▶ **Goal 1**
In the ConcurrentBag thread, when do the thread local variables become eligible for garbage collection?
▶ **Goal 2**
Write out the ConcurrentBag thread from "I've already read" to "private void MyMethod()", replacing "ConcurrentBag" with "ConcurrentQueue".

I've already read previous questions here about ConcurrentBag but did not find an actual sample of implementation in multi-threading.
ConcurrentBag is a thread-safe bag implementation, optimized for scenarios where the same thread will be both producing and consuming data stored in the bag."
Currently this is the current usage in my code (this is simplified not actual codes):
private void MyMethod()
{
List<Product> products = GetAllProducts(); // Get list of products
ConcurrentBag<Product> myBag = new ConcurrentBag<Product>();
//products were simply added here in the ConcurrentBag to simplify the code
//actual code process each product before adding in the bag
Parallel.ForEach(
products,
new ParallelOptions { MaxDegreeOfParallelism = Environment.ProcessorCount },
product => myBag.Add(product));
ProcessBag(myBag); // method to process each items in the concurrentbag
}
My questions:
Is this the right usage of ConcurrentBag? Is it ok to use ConcurrentBag in this kind of scenario?
For me I think a simple List<Product> and a manual lock will do better. The reason for this is that the scenario above already breaks the "same thread will be both producing and consuming data stored in the bag" rule.
Also I also found out that the ThreadLocal storage created in each thread in the parallel will still exist after the operation (even if the thread is reused is this right?) which may cause an undesired memory leak.
Am I right in this one guys? Or a simple clear or empty method to remove the items in the ConcurrentBag is enough?
This looks like an ok use of ConcurrentBag. The thread local variables are members of the bag, and will become eligible for garbage collection at the same time the bag is (clearing the contents won't release them). You are right that a simple List with a lock would suffice for your case. If the work you are doing in the loop is at all significant, the type of thread synchronization won't matter much to the overall performance. In that case, you might be more comfortable using what you are familiar with.
Another option would be to use ParallelEnumerable.Select, which matches what you are trying to do more closely. Again, any performance difference you are going to see is likely going to be negligible and there's nothing wrong with sticking with what you know.
As always, if the performance of this is critical there's no substitute for trying it and measuring.
It seems to me that bmm6o's is not correct. The ConcurrentBag instance internally contains mini-bags for each thread that adds items to it, so item insertion does not involve any thread locks, and thus all Environment.ProcessorCount threads may get into full swing without being stuck waiting and without any thread context switches. A thread sinchronization may require when iterating over the collected items, but again in the original example the iteration is done by a single thread after all insertions are done. Moreover, if the ConcurrentBag uses Interlocked techniques as the first layer of the thread synchronization, then it is possible not to involve Monitor operations at all.
On the other hand, using a usual List<T> instance and wrapping each its Add() method call with a lock keyword will hurt the performance a lot. First, due to the constant Monitor.Enter() and Monitor.Exit() calls that each require to step deep into the kernel mode and to work with Windows synchronization primitives. Secondly, sometimes occasionally one thread may be blocked by the second thread because the second thread has not finished its addition yet.
As for me, the code above is a really good example of the right usage of ConcurrentBag class.
Is this the right usage of ConcurrentBag? Is it ok to use ConcurrentBag in this kind of scenario?

▶ **Provided data**
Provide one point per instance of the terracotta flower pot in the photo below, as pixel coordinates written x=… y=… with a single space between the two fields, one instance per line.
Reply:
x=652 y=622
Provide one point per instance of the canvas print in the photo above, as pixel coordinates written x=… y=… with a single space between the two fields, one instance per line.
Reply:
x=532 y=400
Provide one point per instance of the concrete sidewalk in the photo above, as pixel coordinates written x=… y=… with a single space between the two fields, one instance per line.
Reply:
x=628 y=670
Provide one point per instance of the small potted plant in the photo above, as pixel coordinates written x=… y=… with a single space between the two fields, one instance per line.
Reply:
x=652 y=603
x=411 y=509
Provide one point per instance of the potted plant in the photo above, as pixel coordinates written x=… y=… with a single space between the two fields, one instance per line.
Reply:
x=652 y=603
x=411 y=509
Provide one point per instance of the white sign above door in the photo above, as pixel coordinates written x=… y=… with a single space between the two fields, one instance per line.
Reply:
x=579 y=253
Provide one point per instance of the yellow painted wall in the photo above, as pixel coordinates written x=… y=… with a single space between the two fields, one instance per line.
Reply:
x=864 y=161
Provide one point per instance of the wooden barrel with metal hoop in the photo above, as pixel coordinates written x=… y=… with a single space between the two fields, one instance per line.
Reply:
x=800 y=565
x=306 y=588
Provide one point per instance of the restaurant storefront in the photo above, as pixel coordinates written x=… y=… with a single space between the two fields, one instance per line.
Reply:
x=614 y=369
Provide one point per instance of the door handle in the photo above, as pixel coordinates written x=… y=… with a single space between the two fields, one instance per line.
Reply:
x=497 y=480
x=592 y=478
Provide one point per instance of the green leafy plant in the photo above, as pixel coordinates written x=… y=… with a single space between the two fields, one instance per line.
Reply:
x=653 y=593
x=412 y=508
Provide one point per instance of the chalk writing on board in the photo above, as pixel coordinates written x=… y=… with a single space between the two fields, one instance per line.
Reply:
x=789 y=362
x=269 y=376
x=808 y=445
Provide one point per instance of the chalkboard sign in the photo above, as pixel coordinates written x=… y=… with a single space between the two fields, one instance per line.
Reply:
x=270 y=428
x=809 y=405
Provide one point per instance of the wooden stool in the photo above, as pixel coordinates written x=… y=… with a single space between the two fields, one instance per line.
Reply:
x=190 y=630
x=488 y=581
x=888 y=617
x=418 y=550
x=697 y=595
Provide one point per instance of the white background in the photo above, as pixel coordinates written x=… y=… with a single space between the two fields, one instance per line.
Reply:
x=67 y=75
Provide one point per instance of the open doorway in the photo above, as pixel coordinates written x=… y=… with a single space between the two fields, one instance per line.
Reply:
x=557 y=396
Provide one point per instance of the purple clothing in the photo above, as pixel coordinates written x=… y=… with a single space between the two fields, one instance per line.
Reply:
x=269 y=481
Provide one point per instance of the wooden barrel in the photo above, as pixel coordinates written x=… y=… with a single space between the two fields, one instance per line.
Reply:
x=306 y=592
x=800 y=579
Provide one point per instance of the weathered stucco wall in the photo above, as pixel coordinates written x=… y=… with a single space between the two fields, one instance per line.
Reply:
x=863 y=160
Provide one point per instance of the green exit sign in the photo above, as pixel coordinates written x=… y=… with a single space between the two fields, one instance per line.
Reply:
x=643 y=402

▶ **Task answer 1**
At the same time the bag itself does.

▶ **Task answer 2**
I've already read previous questions here about ConcurrentQueue but did not find an actual sample of implementation in multi-threading.
ConcurrentQueue is a thread-safe bag implementation, optimized for scenarios where the same thread will be both producing and consuming data stored in the bag."
Currently this is the current usage in my code (this is simplified not actual codes):
private void MyMethod()